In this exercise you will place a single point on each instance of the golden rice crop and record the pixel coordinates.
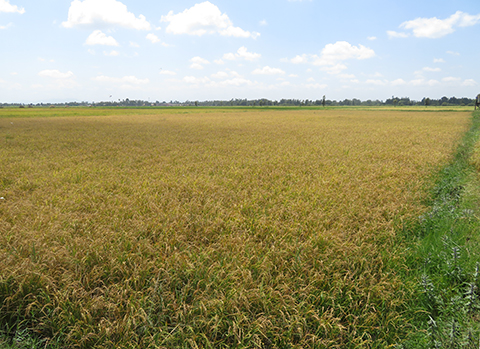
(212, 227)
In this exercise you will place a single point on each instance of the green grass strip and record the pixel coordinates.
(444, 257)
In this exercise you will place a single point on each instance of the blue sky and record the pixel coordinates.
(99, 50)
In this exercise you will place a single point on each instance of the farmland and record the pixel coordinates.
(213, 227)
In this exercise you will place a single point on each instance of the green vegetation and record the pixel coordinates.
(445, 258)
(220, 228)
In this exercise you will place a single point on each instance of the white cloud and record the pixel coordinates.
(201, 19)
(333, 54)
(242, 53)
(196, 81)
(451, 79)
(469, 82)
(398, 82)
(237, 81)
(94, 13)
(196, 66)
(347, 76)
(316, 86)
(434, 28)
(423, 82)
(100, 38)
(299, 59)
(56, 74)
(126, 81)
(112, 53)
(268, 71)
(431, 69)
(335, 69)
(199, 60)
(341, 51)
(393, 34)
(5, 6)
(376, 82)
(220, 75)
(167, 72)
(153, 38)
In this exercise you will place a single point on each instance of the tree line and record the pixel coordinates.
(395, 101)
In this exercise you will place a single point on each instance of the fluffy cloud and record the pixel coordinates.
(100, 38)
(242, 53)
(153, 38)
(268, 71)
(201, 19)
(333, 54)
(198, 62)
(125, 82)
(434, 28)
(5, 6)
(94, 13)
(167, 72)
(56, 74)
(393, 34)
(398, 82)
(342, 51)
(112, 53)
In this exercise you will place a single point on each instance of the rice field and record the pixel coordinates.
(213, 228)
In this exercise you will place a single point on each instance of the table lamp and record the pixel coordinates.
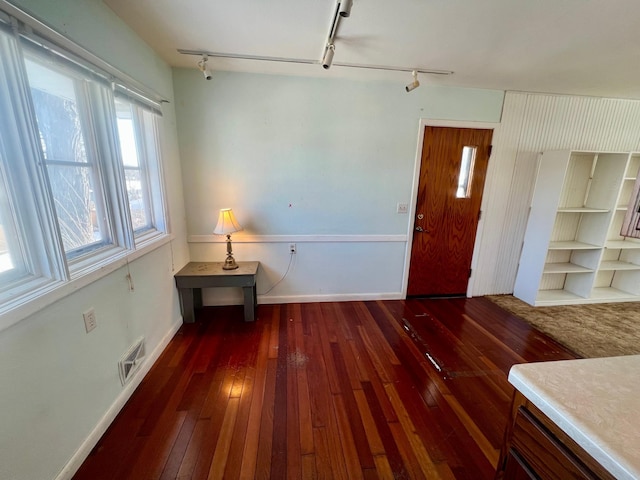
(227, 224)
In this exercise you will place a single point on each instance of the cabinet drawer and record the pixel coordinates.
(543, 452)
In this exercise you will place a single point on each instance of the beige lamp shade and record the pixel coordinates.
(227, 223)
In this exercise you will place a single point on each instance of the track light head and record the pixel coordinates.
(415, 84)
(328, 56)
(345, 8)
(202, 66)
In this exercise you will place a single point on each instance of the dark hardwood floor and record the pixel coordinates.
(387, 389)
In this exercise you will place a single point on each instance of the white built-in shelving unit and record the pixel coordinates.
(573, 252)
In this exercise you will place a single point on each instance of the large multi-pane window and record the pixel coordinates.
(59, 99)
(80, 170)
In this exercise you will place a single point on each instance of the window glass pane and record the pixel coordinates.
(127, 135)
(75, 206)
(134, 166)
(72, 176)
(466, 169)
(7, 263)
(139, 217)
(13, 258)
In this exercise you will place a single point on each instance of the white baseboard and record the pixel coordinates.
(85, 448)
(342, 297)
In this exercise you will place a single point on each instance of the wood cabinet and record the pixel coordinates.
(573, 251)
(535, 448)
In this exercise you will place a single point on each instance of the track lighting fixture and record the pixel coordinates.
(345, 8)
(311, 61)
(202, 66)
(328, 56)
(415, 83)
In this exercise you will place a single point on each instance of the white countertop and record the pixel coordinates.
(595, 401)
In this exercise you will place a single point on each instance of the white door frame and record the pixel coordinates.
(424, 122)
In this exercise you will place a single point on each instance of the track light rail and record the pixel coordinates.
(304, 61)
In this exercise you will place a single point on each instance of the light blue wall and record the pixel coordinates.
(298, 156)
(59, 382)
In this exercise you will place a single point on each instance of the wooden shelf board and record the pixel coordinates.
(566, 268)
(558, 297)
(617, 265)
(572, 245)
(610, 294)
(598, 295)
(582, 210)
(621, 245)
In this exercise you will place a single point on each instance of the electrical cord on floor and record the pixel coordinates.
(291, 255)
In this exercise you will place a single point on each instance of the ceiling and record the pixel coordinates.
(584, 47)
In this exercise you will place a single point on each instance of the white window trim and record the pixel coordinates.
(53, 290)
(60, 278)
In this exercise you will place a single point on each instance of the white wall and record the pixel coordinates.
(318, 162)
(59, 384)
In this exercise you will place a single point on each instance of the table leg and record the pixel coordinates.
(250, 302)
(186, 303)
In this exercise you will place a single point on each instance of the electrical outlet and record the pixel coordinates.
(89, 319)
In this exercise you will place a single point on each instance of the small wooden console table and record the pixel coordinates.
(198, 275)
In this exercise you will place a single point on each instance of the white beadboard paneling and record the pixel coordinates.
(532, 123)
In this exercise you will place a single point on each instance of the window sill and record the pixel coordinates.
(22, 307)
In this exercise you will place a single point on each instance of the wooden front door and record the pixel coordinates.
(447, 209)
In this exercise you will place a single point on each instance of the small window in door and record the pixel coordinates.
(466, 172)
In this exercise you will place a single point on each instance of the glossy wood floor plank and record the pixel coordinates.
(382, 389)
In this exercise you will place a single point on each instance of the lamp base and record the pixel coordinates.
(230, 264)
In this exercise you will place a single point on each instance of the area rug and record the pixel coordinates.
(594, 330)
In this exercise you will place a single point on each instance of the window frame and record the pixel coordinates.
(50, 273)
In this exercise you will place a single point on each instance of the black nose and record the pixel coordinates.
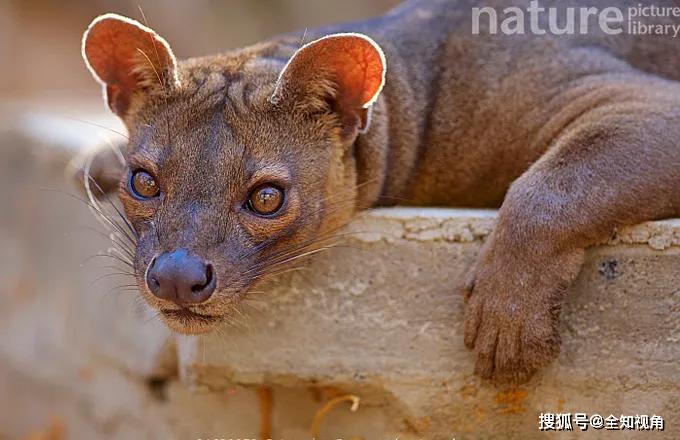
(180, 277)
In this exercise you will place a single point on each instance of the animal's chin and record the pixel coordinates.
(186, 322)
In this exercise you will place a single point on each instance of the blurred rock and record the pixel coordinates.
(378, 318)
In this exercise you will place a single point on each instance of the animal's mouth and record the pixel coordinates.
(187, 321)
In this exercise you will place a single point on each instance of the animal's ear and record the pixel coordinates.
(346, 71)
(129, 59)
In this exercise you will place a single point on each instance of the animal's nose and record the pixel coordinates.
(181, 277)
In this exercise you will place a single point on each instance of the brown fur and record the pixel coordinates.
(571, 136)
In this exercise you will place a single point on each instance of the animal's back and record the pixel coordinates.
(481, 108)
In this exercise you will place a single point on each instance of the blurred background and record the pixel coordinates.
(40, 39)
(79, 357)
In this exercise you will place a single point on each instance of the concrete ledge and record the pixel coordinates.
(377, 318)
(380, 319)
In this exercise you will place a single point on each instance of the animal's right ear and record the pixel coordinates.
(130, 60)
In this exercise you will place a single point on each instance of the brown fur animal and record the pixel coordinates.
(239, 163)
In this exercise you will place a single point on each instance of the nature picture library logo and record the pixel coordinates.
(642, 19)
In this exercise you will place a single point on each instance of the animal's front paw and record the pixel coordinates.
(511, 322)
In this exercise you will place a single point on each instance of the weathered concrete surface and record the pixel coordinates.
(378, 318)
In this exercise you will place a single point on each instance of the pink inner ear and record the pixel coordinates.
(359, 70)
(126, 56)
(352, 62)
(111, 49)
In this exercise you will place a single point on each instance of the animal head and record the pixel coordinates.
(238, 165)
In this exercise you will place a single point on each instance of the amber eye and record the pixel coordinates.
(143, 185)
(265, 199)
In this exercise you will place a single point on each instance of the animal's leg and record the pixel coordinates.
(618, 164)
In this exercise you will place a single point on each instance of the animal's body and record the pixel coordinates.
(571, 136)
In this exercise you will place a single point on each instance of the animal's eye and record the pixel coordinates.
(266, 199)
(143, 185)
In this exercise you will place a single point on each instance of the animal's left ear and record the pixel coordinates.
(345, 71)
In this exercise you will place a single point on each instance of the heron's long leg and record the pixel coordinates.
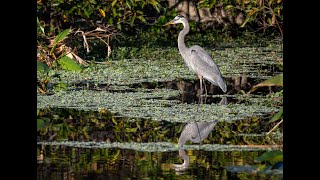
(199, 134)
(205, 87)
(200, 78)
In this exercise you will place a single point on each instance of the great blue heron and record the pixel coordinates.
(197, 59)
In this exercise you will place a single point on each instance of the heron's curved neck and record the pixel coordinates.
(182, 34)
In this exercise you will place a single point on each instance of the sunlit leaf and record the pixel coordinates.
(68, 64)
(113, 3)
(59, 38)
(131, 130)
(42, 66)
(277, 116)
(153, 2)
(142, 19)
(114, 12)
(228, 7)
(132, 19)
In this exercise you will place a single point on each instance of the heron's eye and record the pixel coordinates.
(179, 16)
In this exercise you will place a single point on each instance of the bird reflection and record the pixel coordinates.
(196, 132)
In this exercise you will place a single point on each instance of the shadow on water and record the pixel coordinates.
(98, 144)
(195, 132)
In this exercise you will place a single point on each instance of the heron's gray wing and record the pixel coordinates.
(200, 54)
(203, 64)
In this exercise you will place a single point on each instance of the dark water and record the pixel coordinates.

> [WRITTEN REQUEST]:
Beginning with the line that contains "leaf and record the pixel coordinates.", quote each line exactly through the last line of the entries above, and nothing beyond them.

> [SOLUTION TO THIS EXERCISE]:
In this exercise you will place a single point on each instance of the sunlit leaf and record the pixel coordinates.
(68, 64)
(113, 3)
(59, 38)
(131, 130)
(42, 66)
(277, 116)
(153, 2)
(142, 19)
(114, 12)
(228, 7)
(132, 19)
In this exercise you will place a single point on each instance of the heron's eye and record the pixel coordinates.
(179, 16)
In this exercise you will place a single point on each instance of the bird reflection and record the pixel coordinates.
(196, 132)
In this exercise you will place a single point on each instance of the shadow on water and record the pixel coordinates.
(98, 144)
(195, 132)
In this exercise you will place a single point on each instance of the heron's gray wing and record the pixel coordinates.
(200, 54)
(203, 64)
In this exercise you will place a single point on each instance of the dark water and record the pixel coordinates.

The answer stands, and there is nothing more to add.